TEXT PROVIDED:
# # # # #

Egyptian regime launching more politically motivated arrests

Abdo Fayed, a political researcher specializing in international relations has been arrested in mid-night and forcibly disappeared.

Fayed’s family have said they tried to send telegrams to the attorney general to know Abdo Fayed’s whereabouts but have heard nothing until now.

According to other social media users, Abdo Fayed had made a number of comments on the situation of doctors in Egypt, who have reported they do not have full access to PPE, isolation beds and are being dismissed and threatened if they complain.

Abdo was arrested at the same time as pharmacist Mohamed Helmy Goda, 36, was taken from home in Faisal, Giza, and also forcibly disappeared until now, according to the Freedom Twitter account, which advocates the rights of political prisoners.

It has also been reported that Neveen William, who administered the Facebook group “No to the Suez road toll”, has been arrested.

At the beginning of May, the National Road Company of the Egyptian Army began collecting road tolls on the Cairo-Suez Desert Road which generated anger among the residents of several luxury housing complexes which had to pass through it to leave or return home.

On top of the fact that they face a corrupt justice system in Egypt, where prisoners are tried in mass trials, held on pretrial detention and systematically tortured, the families of the arrested have to contend with the added worry of the coronavirus pandemic.

Throughout the COVID-19 crisis, family members and experts have called on the Egyptian regime to release political prisoners to ease overcrowding in fear the virus would easily spread among prisoners.

Detainees in Egypt are kept in tiny cells many times over their capacity and are forced to share hygiene tools. They are regularly denied medical attention.

Earlier this week Mohamed Ghamry became the eighth Egyptian to die in detention this month after prison authorities failed to tend to his high temperature.

According to the Shehab Centre for Human Rights, Ghamry, who was being held in Belbeis Police Station, had a high temperature and warned that other cellmates have similar symptoms. Rights groups have warned that other detainees are displaying similar symptoms.

Earlier this month the Geneva-based Committee for Justice (CFJ) reported that another detainee at Belbeis Police Station had died from suspected coronavirus.

At the time, CFJ reported that at least four detainees were suffering from COVID-19 symptoms including respiratory distress and high temperature, indicating prison authorities are not taking appropriate measures to protect or test them.

Detainee Ibrahim Mohamed Al-Daleel Okasha also died earlier this month in a hospital in Sharqiyah Governorate after being transferred there from Hahya Police Station. Ibrahim had a high temperature, a severe cough and suffered severe respiratory distress.

CFJ said authorities have failed to reveal the true cause of his death.

On 2 May Egyptian filmmaker Shady Habash died in Tora Prison after his health deteriorated and he was not given medical help.

# # # # #

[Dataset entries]

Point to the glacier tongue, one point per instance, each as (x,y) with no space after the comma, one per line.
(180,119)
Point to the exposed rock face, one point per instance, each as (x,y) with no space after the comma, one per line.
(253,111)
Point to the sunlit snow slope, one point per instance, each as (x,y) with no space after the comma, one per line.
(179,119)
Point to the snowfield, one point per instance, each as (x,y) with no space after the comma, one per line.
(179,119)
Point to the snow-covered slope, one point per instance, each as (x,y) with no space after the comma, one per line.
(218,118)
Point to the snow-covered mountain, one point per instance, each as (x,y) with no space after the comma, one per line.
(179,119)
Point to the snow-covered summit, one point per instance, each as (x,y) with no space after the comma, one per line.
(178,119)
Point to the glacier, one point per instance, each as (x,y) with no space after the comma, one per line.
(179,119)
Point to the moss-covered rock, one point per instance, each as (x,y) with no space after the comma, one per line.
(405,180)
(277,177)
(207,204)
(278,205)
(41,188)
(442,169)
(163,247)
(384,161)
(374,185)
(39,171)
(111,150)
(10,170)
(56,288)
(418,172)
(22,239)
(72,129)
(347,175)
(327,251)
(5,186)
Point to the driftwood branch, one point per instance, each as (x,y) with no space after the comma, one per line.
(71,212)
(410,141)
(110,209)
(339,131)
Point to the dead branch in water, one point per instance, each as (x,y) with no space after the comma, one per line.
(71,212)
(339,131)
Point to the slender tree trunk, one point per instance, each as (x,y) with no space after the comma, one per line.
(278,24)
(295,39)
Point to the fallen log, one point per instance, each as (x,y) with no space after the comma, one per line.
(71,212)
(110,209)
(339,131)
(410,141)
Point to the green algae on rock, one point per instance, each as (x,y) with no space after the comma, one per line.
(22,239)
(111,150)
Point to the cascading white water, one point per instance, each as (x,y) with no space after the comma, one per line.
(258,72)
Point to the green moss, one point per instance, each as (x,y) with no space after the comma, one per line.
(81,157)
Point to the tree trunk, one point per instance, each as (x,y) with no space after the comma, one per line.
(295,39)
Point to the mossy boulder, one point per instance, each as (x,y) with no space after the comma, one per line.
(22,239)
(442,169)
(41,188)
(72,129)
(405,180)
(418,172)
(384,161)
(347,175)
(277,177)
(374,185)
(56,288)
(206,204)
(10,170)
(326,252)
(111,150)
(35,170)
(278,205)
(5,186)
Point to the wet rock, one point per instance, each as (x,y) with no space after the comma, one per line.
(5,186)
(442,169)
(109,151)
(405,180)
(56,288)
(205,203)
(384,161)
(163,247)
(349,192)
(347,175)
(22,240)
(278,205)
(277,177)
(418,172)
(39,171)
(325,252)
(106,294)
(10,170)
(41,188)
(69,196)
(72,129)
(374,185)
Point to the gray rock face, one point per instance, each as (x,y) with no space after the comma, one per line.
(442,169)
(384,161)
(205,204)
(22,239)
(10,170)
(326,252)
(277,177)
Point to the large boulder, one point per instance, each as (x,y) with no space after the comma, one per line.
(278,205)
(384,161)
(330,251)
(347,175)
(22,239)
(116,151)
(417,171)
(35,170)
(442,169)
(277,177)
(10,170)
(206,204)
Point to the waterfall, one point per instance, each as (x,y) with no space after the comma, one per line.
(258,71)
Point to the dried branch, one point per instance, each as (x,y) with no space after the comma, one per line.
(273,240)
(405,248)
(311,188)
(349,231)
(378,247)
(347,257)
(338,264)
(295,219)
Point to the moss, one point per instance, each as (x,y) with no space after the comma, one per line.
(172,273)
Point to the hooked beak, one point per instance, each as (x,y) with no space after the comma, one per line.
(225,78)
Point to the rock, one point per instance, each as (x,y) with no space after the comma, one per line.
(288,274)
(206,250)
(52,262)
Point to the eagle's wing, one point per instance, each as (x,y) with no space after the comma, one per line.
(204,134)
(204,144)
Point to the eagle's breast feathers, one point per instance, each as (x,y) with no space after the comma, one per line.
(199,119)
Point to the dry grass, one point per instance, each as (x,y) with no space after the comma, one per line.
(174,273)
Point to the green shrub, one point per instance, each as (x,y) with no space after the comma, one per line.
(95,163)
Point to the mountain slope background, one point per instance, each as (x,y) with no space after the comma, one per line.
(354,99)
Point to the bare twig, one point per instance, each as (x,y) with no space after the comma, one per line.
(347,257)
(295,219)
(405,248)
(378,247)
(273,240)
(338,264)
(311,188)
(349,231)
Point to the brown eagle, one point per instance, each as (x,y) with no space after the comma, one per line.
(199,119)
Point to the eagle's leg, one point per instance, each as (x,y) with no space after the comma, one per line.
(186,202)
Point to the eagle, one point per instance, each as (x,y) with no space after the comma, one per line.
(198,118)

# # # # #

ACTIONS TO TAKE:
(A) Can you copy, word for word, everything from "At the beginning" down to "spread among prisoners." in the article on Egyptian arrests above?
(B) According to the article on Egyptian arrests, what Facebook group did Neveen William administer?

TASK RESULTS:
(A)
At the beginning of May, the National Road Company of the Egyptian Army began collecting road tolls on the Cairo-Suez Desert Road which generated anger among the residents of several luxury housing complexes which had to pass through it to leave or return home.

On top of the fact that they face a corrupt justice system in Egypt, where prisoners are tried in mass trials, held on pretrial detention and systematically tortured, the families of the arrested have to contend with the added worry of the coronavirus pandemic.

Throughout the COVID-19 crisis, family members and experts have called on the Egyptian regime to release political prisoners to ease overcrowding in fear the virus would easily spread among prisoners.

(B) “No to the Suez road toll”